===== DATASET ENTRIES
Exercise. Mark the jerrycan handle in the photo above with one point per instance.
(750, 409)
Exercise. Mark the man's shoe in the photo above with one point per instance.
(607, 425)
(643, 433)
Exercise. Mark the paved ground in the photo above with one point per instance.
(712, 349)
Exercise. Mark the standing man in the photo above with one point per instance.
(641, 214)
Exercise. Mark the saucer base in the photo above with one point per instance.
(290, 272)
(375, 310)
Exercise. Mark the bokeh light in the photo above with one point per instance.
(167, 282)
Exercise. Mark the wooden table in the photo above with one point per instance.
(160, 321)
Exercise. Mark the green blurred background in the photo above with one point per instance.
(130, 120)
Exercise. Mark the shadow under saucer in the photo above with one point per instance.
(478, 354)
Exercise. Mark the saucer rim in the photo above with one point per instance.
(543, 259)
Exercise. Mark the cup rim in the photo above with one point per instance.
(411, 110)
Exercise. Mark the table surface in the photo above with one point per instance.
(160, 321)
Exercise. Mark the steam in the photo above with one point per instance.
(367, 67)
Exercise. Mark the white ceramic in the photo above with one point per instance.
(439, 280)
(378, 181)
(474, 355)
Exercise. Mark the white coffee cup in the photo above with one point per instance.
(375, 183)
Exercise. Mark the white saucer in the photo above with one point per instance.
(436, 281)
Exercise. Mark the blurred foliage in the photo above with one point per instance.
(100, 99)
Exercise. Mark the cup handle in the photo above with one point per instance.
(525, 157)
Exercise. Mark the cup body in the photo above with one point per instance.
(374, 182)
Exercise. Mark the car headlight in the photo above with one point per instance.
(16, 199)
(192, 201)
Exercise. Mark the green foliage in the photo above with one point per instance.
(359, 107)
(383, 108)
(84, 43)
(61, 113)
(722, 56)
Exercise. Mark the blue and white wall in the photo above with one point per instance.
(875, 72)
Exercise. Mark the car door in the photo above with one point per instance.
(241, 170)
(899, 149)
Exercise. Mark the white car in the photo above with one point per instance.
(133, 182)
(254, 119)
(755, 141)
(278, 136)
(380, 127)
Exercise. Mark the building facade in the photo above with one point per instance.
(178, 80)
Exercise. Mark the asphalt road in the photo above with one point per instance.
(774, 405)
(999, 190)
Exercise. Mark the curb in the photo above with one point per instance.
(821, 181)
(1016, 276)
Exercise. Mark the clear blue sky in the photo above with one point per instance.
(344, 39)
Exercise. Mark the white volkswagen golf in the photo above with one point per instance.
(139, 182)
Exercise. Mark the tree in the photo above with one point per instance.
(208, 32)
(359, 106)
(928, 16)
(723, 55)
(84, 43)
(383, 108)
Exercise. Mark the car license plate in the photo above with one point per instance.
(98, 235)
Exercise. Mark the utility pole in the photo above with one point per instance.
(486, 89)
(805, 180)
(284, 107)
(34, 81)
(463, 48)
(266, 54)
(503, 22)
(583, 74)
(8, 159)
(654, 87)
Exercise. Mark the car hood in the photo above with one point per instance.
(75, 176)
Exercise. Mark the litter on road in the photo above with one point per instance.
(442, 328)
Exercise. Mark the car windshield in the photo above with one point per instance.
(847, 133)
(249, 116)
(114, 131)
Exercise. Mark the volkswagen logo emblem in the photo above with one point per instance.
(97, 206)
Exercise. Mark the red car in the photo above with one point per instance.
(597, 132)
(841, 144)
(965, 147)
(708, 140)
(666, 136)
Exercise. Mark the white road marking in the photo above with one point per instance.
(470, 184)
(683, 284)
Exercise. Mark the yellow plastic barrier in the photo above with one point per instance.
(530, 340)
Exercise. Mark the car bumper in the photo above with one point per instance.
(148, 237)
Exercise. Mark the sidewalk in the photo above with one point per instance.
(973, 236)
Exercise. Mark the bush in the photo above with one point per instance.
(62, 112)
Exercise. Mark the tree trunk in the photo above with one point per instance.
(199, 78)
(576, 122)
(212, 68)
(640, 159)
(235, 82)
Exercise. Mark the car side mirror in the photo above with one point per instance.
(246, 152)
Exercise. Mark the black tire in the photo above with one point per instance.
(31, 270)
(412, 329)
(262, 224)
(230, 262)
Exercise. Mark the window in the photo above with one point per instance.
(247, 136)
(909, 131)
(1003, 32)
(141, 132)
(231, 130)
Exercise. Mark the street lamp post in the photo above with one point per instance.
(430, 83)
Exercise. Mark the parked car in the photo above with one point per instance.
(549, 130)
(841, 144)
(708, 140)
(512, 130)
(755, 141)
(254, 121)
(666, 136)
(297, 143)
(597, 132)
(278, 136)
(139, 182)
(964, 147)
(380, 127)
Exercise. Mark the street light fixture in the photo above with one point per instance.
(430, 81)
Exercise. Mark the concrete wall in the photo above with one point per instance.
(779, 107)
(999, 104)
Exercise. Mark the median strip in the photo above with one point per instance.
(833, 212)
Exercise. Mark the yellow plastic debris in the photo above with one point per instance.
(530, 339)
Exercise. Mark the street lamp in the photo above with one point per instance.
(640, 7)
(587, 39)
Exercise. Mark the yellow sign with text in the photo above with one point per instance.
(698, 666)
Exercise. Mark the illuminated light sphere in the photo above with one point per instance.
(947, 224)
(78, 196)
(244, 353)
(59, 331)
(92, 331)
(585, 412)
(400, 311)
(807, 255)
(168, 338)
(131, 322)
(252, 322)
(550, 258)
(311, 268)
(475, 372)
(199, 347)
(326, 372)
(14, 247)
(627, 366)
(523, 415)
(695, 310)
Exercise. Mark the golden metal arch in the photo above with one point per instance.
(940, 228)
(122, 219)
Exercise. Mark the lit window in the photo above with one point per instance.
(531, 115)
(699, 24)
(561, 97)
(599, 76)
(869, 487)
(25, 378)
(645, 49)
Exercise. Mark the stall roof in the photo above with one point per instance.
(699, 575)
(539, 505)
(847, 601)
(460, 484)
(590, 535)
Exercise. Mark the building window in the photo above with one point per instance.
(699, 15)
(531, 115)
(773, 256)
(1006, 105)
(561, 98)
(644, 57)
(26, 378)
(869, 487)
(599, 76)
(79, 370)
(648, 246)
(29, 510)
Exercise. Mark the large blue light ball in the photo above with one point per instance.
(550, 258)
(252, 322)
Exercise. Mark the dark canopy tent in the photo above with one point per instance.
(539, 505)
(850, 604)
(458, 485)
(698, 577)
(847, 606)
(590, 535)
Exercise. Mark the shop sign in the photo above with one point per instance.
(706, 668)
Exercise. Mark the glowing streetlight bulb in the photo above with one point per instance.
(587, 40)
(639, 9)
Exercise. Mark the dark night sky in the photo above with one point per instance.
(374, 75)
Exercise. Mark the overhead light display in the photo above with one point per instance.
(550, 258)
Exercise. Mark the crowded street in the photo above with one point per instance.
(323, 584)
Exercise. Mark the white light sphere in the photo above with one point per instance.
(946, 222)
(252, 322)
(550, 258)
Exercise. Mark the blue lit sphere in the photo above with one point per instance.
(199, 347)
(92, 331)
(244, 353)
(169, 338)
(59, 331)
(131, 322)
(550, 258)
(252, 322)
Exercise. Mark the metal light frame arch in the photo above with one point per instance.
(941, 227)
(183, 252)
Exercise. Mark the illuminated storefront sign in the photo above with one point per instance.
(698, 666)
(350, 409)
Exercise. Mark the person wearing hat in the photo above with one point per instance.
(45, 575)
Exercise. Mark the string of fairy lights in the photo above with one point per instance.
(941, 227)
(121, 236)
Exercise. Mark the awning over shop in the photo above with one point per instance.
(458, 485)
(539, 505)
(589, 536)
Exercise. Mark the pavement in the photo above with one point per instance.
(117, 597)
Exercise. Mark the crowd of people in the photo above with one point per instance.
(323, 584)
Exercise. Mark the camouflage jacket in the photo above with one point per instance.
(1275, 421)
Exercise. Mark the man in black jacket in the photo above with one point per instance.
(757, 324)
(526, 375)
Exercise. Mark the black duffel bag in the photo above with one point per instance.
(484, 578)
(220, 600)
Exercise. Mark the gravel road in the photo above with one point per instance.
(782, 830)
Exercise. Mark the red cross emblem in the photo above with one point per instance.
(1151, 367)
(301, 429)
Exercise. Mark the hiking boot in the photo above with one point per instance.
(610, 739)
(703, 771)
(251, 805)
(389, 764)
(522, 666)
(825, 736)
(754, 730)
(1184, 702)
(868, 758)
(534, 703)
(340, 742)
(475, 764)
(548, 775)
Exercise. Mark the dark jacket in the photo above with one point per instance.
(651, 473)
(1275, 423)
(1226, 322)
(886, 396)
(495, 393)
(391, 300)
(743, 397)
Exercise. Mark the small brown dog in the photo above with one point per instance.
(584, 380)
==========
*TASK:* Word for word, restate only the lines from the one containing "Exercise. Mark the pavement" through the last line of the entries, with both ends kept.

*YOUR SOLUTION:*
Exercise. Mark the pavement in the photo above with one point per instance.
(117, 597)
Exercise. Mark the crowd of people in the photo above with one point per instance.
(323, 584)
Exercise. Mark the camouflage jacket in the photo above with one point per instance.
(1275, 421)
Exercise. Mark the man in black jacket in the photo above with one point per instance.
(757, 324)
(526, 375)
Exercise. Mark the black duffel bag in the photo above with one point per instance.
(484, 578)
(220, 600)
Exercise. Mark the gravel road in the photo above with one point per instance.
(782, 830)
Exercise. Mark the red cross emblem in the photo above with one point per instance.
(1151, 367)
(301, 429)
Exercise. Mark the hiking boot in the photo above with one point per instance.
(610, 739)
(703, 771)
(251, 805)
(389, 764)
(522, 666)
(825, 736)
(754, 730)
(1184, 702)
(868, 758)
(534, 703)
(340, 742)
(475, 764)
(548, 775)
Exercise. Mark the dark jacket in the photo above with one point per instance.
(651, 473)
(1275, 423)
(1226, 322)
(886, 396)
(495, 393)
(391, 300)
(743, 397)
Exercise. Mark the small brown dog in the photo above with one point per instance.
(584, 380)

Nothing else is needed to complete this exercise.